Tâche demandée 1:
Renommez « Alpha » en « Oméga » et recopiez l'extrait de « - plus subsidiairement, condamner » à « qu'aux entiers dépens. » avec ce changement.
Tâche demandée 2:
Selon l'extrait, pourquoi la garantie de l'assureur de la société Sitac ne peut-elle être recherchée qu'au titre de la garantie obligatoire décennale ? Répondez en une à trois phrases.

Extrait:
● ● ● ●
Aux termes de ses conclusions remises au greffe le 12 décembre 2022 (11 pages) les sociétés Gera et MAF demandent à la cour de :

- confirmer le jugement en ce qu'il a déclaré irrecevables toutes demandes formées à l'encontre de la société MAF en sa qualité d'assureur de la société Sitac et en ce qu'il a rejeté toute demande à l'encontre de la société Gera et de son assureur, la société MAF,

- subsidiairement, constatant que sa mise en cause en qualité d'assureur de la société Sitac est postérieure à la liquidation et à la radiation du registre du commerce de la société Sitac et qu'à la date de la réclamation, la police souscrite par la société Sitac était résiliée depuis plus de cinq ans et qu'en conséquence sa garantie ne peut être recherchée qu'au titre de la garantie obligatoire décennale,

- rejeter toute demande ou appel en garantie à son encontre sur le fondement d'une responsabilité contractuelle de la société Sitac,

- en tout état de cause, rejeter toute demande de condamnation sur un fondement contractuel à son encontre au-delà des conditions et limites de la police relatives notamment à la franchise,

- plus subsidiairement, condamner sur un fondement quasi délictuel, in solidum, la société MAAF en sa qualité d'assureur de la société Jeannot et la société Alpha, à les garantir de toutes condamnations qui seraient prononcées à leur encontre,

- condamner tout succombant à leur verser la somme de 3 000 euros au titre de l'article 700 du code de procédure civile ainsi qu'aux entiers dépens.
● ● ● ●
Enregistrements:

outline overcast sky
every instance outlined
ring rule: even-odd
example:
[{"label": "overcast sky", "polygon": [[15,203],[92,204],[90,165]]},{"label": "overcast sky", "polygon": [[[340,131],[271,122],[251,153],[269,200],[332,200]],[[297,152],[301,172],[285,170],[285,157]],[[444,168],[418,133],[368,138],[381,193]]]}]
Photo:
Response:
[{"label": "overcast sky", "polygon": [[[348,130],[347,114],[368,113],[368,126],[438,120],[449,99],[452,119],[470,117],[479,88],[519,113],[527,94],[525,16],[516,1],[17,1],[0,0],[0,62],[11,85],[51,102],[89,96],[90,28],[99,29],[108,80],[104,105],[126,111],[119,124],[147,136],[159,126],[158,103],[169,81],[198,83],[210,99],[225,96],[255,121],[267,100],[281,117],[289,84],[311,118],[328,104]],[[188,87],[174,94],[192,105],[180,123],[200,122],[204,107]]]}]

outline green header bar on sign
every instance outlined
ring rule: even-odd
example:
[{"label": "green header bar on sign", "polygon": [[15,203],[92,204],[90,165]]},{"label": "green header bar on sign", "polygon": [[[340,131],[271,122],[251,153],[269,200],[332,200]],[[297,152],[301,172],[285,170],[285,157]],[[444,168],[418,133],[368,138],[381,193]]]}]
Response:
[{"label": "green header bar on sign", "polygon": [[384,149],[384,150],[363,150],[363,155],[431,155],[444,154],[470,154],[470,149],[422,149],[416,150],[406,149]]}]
● ● ● ●
Réponse correcte 1:
- plus subsidiairement, condamner sur un fondement quasi délictuel, in solidum, la société MAAF en sa qualité d'assureur de la société Jeannot et la société Oméga, à les garantir de toutes condamnations qui seraient prononcées à leur encontre,

- condamner tout succombant à leur verser la somme de 3 000 euros au titre de l'article 700 du code de procédure civile ainsi qu'aux entiers dépens.

Réponse correcte 2:
Sa mise en cause en qualité d'assureur de la société Sitac est postérieure à la liquidation de cette société et à sa radiation du registre du commerce. De plus, à la date de la réclamation, la police souscrite par la société Sitac était résiliée depuis plus de cinq ans.